(Data listing)

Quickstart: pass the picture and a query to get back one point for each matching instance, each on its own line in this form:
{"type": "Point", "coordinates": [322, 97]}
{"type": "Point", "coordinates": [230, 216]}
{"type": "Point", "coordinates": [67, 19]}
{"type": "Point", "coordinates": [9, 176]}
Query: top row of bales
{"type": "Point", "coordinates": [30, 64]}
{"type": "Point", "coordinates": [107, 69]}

(End Data listing)

From the records above, extract every entry exactly as given.

Quickstart: pass the picture and a query to get back one point for each matching instance, each on its own line in this form:
{"type": "Point", "coordinates": [322, 97]}
{"type": "Point", "coordinates": [230, 216]}
{"type": "Point", "coordinates": [67, 19]}
{"type": "Point", "coordinates": [9, 176]}
Query: top row of bales
{"type": "Point", "coordinates": [30, 64]}
{"type": "Point", "coordinates": [107, 69]}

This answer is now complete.